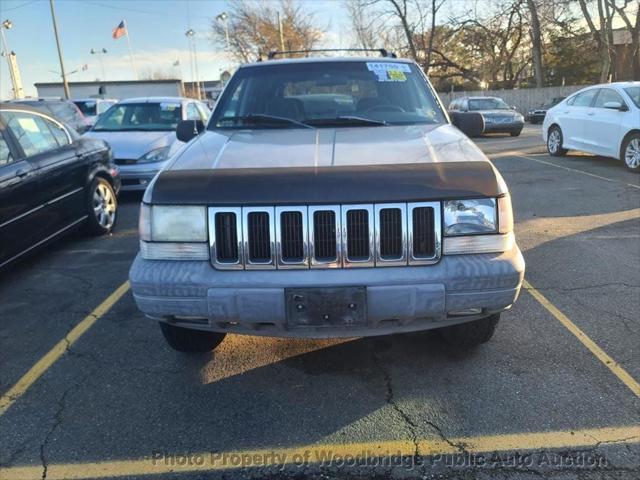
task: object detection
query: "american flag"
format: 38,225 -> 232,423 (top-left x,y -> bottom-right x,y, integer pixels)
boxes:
111,20 -> 127,40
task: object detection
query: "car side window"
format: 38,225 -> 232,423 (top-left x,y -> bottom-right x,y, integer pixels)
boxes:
0,134 -> 13,167
2,112 -> 58,157
187,102 -> 202,120
572,88 -> 598,107
593,88 -> 624,108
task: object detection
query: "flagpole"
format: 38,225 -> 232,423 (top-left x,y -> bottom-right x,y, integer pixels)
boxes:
122,19 -> 140,80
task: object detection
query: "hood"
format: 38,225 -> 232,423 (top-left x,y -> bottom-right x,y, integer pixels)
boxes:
474,110 -> 518,118
168,124 -> 487,170
85,131 -> 177,159
144,125 -> 507,206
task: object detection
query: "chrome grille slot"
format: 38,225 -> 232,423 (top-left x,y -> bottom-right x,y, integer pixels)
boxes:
411,207 -> 436,258
280,212 -> 304,262
380,208 -> 402,259
313,212 -> 337,262
215,212 -> 240,263
247,212 -> 271,263
309,206 -> 342,268
407,202 -> 442,265
242,207 -> 276,269
342,205 -> 375,267
208,208 -> 244,270
276,206 -> 309,269
376,204 -> 407,265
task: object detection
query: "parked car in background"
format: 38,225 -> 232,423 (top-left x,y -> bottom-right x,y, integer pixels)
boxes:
542,82 -> 640,172
449,97 -> 524,137
130,52 -> 525,352
73,98 -> 118,126
526,97 -> 567,125
13,98 -> 91,133
0,103 -> 120,268
85,97 -> 210,190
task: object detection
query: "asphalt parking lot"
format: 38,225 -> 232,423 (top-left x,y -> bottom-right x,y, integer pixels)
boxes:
0,126 -> 640,480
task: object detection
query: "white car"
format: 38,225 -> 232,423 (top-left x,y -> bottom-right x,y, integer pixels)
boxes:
542,82 -> 640,172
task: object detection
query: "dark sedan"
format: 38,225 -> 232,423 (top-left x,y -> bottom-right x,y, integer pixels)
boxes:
449,97 -> 524,137
0,103 -> 120,269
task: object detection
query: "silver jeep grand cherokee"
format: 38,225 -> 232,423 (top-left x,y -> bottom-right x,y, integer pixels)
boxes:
130,52 -> 524,352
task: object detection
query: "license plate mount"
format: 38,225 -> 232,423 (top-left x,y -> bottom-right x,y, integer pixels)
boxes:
285,287 -> 367,328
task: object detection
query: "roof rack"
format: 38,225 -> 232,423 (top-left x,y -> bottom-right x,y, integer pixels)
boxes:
267,48 -> 397,60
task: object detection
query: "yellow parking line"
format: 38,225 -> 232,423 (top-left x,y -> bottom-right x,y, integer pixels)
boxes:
0,425 -> 640,480
0,281 -> 129,416
523,280 -> 640,397
507,152 -> 640,189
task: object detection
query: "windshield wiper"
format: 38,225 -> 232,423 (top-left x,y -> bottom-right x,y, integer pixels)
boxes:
217,113 -> 314,128
313,115 -> 388,127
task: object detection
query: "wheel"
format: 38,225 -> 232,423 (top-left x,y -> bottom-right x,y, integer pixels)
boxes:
620,133 -> 640,173
438,313 -> 500,350
547,125 -> 567,157
86,177 -> 118,235
159,322 -> 227,353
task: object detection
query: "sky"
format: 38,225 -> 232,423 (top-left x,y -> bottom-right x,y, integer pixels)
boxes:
0,0 -> 350,98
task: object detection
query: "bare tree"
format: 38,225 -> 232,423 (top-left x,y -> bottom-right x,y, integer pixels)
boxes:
527,0 -> 544,88
608,0 -> 640,80
212,0 -> 323,62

EXERCISE
How many lines of the material above contain the string "parking", counting only matches with the same uppercase and lowercase letters? Reply with the number alone.

EXPECTED ANSWER
2